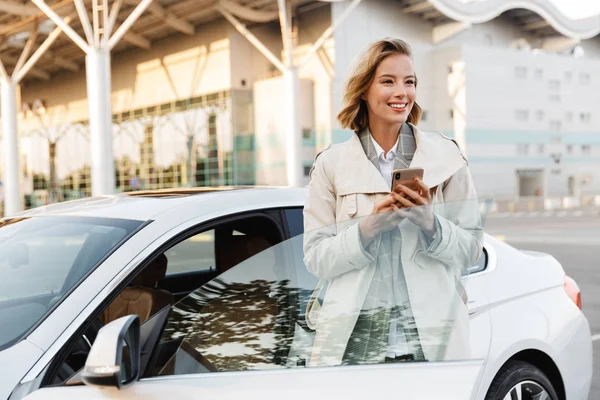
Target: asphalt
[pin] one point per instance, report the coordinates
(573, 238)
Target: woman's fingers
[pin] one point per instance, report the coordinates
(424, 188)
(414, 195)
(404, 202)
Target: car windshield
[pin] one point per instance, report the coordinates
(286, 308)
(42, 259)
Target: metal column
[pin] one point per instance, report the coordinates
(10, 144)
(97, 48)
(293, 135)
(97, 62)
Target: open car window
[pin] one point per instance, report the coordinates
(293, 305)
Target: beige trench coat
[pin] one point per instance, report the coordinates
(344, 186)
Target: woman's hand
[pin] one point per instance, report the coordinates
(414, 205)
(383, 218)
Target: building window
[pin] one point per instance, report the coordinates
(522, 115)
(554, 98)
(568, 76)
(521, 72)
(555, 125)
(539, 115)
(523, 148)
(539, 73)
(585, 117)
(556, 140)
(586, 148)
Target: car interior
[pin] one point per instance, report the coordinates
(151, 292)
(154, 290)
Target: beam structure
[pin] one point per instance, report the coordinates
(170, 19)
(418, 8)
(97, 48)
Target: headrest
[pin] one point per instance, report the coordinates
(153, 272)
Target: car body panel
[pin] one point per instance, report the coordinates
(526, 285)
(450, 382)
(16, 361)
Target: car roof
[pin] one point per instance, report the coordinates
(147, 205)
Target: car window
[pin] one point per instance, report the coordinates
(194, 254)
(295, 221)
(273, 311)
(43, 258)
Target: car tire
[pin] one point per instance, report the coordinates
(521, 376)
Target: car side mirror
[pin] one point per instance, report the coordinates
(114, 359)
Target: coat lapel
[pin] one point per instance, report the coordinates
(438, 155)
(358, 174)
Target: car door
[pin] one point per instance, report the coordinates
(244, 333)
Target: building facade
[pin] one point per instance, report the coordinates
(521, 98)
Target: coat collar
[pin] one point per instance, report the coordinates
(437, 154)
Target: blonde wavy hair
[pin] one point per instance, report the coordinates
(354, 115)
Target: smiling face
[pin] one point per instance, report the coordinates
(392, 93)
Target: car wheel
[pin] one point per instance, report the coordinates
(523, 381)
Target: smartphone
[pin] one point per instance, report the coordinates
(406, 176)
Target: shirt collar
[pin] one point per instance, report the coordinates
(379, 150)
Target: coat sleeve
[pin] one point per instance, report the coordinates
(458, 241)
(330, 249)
##############################
_YOUR INSTRUCTIONS:_ Format every line of the data above as a numbered list, skipping blank lines and leaving out the pictures.

_THE OUTPUT:_
1. Target: asphalt
2. [pin] one point per instance, report the coordinates
3. (573, 238)
4. Target: woman's fingers
5. [pin] one point per instance, report the coordinates
6. (424, 188)
7. (414, 195)
8. (404, 202)
9. Target: car windshield
10. [pin] one point per instance, report the coordinates
11. (286, 308)
12. (42, 259)
13. Target: metal column
14. [pin] one point per instance, report the coordinates
15. (10, 144)
16. (97, 48)
17. (293, 135)
18. (97, 62)
19. Target: open car window
20. [pin] one point per instance, report the coordinates
21. (293, 305)
22. Target: beige trench coat
23. [pin] one point per instance, report the coordinates
24. (344, 186)
25. Target: woman's hand
26. [pin] one point per instance, report the coordinates
27. (414, 205)
28. (383, 218)
29. Target: building window
30. [pin] one point per instance, report the coordinates
31. (522, 115)
32. (554, 98)
33. (568, 76)
34. (521, 72)
35. (555, 125)
36. (539, 115)
37. (523, 148)
38. (539, 73)
39. (585, 117)
40. (556, 140)
41. (586, 148)
42. Target: car interior
43. [pin] one point per instance, report the coordinates
44. (151, 292)
45. (154, 290)
46. Target: beam structure
47. [pin] one point per instance, report the coordinates
48. (170, 19)
49. (418, 8)
50. (97, 48)
51. Target: headrest
52. [pin] one point per instance, report the coordinates
53. (153, 272)
54. Target: car body panel
55. [pin] one point per instance, report the coordinates
56. (526, 285)
57. (450, 382)
58. (16, 361)
59. Target: car roof
60. [pin] one point per instance, report the coordinates
61. (147, 205)
62. Target: car window
63. [pin] one point per instance, report the coordinates
64. (194, 254)
65. (295, 221)
66. (273, 311)
67. (43, 258)
68. Target: car tire
69. [pin] one point per instance, report the coordinates
70. (521, 376)
71. Target: car side mirror
72. [pin] one point per instance, report the coordinates
73. (114, 359)
74. Target: coat lapel
75. [pin] one point per instance, report the coordinates
76. (438, 155)
77. (358, 174)
78. Target: car door
79. [pin] one point per instance, report the coordinates
80. (244, 333)
81. Target: building facade
82. [pin] one point per instance, report the coordinates
83. (521, 98)
84. Target: coat collar
85. [pin] one point per instance, report the coordinates
86. (437, 154)
87. Target: blonde wavy hair
88. [pin] one point per instance, report the coordinates
89. (354, 115)
90. Target: smiling face
91. [pin] one point per instance, report the coordinates
92. (392, 93)
93. Target: car wheel
94. [pin] one point per instance, report the coordinates
95. (523, 381)
96. Target: smartphone
97. [pin] one point per instance, report the coordinates
98. (406, 176)
99. Target: shirt collar
100. [pin] one point per instance, report the coordinates
101. (379, 150)
102. Target: coat sleeve
103. [pin] one point per instance, report the coordinates
104. (458, 241)
105. (330, 249)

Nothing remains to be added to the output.